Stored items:
····················
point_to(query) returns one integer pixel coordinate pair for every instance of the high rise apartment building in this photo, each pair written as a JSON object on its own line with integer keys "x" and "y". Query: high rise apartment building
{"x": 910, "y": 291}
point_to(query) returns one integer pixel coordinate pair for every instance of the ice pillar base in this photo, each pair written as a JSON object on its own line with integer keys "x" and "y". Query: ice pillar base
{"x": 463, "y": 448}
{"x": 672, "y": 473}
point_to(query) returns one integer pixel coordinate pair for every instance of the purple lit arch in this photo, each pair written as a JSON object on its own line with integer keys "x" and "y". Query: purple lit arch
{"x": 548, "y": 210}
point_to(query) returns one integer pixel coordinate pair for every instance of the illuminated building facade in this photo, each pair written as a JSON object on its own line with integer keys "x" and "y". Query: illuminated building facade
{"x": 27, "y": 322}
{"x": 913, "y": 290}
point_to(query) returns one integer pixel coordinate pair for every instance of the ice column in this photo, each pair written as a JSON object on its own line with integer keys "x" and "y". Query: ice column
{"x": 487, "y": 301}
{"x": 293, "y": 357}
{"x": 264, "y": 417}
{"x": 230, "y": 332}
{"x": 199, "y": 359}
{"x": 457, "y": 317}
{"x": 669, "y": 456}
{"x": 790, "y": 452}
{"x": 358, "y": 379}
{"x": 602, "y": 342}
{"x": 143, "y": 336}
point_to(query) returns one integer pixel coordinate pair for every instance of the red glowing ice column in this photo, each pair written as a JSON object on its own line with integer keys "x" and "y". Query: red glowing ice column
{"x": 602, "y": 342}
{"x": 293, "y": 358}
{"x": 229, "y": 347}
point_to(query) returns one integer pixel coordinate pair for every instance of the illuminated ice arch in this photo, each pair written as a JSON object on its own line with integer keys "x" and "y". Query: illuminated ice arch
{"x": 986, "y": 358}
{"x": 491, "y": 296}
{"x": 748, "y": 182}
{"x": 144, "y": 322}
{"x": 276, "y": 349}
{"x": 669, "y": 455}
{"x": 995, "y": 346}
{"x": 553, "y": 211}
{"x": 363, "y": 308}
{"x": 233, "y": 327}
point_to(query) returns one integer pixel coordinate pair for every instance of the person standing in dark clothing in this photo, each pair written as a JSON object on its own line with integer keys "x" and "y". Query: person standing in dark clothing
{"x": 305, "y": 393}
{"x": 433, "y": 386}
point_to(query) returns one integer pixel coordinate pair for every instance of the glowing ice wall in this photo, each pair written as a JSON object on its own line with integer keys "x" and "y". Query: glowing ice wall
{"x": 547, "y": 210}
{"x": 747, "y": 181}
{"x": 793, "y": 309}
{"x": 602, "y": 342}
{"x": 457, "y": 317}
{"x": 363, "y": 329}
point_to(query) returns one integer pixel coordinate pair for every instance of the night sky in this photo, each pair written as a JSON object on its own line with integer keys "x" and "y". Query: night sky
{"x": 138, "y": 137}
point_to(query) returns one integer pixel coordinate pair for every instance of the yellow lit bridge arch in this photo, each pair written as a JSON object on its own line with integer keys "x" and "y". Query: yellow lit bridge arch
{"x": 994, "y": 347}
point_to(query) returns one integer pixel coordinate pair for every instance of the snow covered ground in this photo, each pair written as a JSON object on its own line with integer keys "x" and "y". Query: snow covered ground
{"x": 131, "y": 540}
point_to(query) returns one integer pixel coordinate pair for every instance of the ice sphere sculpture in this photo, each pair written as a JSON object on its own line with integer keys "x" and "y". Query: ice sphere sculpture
····················
__What is being asked__.
Can you update the entries above so that every "instance" becomes "occurrence", with nothing else changed?

__Right answer__.
point_to(query) returns one integer pixel coordinate pair for every occurrence of the high rise apartment building in this photo, each pair written as a JSON object on its own line with integer keys "x" and "y". Query: high rise apartment building
{"x": 910, "y": 291}
point_to(query) returns one integer pixel coordinate pair for every occurrence of the ice pillar base in this photo, each pair written as a JSON object on its own line with integer keys "x" and "y". Query: ice pillar base
{"x": 463, "y": 448}
{"x": 672, "y": 473}
point_to(query) returns one integer pixel coordinate pair for every occurrence of the purple lit arch in this photo, each pair written as a JSON object on its own line with integer keys "x" and "y". Query: purple lit arch
{"x": 548, "y": 210}
point_to(query) returns one integer pixel coordinate pair for every occurrence of the illuminated building facade in this photo, each pair written as a JSON object on its own line with integer keys "x" and "y". Query: illuminated building facade
{"x": 27, "y": 322}
{"x": 913, "y": 290}
point_to(query) returns one integer pixel coordinate pair for every occurrence of the ice column in this photo, each pair written as a JSON object on its own line with integer keys "x" and "y". Query: ice column
{"x": 487, "y": 301}
{"x": 293, "y": 357}
{"x": 264, "y": 417}
{"x": 230, "y": 332}
{"x": 199, "y": 359}
{"x": 457, "y": 317}
{"x": 669, "y": 456}
{"x": 790, "y": 452}
{"x": 358, "y": 379}
{"x": 602, "y": 342}
{"x": 143, "y": 336}
point_to(query) returns one integer pixel coordinate pair for every occurrence of the red glowing ice column in this photo, each pair written as a JSON object on its own line with integer keys "x" and "y". Query: red glowing ice column
{"x": 602, "y": 342}
{"x": 293, "y": 358}
{"x": 229, "y": 347}
point_to(query) returns one integer pixel coordinate pair for every occurrence of the illuminated ice arch in this photo, each pair written as a JSON object on its own line with integer keys "x" and "y". Query: illuminated ice arch
{"x": 986, "y": 358}
{"x": 491, "y": 296}
{"x": 748, "y": 182}
{"x": 144, "y": 322}
{"x": 276, "y": 349}
{"x": 669, "y": 455}
{"x": 995, "y": 346}
{"x": 553, "y": 211}
{"x": 363, "y": 308}
{"x": 233, "y": 327}
point_to(query) returns one integer pixel coordinate pair for every occurrence of the person standing in dark clothing in this photo, each pair written as a JSON object on its own line with integer keys "x" and "y". Query: person standing in dark clothing
{"x": 305, "y": 393}
{"x": 433, "y": 386}
point_to(query) returns one integer pixel coordinate pair for every occurrence of the glowing ice wall in this photo, each pair written as a JSON object on its own line with integer keys "x" and "y". Query: glowing ice wall
{"x": 547, "y": 210}
{"x": 747, "y": 181}
{"x": 793, "y": 309}
{"x": 602, "y": 342}
{"x": 457, "y": 317}
{"x": 363, "y": 329}
point_to(query) returns one integer pixel coordinate pair for every occurrence of the night sky in this photo, each pair written as a JSON object on its own line with integer keys "x" and "y". Query: night sky
{"x": 138, "y": 137}
point_to(query) returns one integer pixel coordinate pair for every occurrence of the yellow lit bridge arch in this photo, each pair written as a JSON object on its own line with integer keys "x" and "y". Query: yellow lit bridge arch
{"x": 994, "y": 347}
point_to(query) returns one integer pixel coordinate pair for every occurrence of the snow covered ground in this photo, each pair written as a JSON object on its own line with integer keys "x" and "y". Query: snow covered ground
{"x": 131, "y": 540}
point_to(query) returns one integer pixel coordinate pair for every occurrence of the ice sphere sculpture in this photo, each pair written as a JSON object on its own line with integer keys "x" and "y". Query: ice sphere sculpture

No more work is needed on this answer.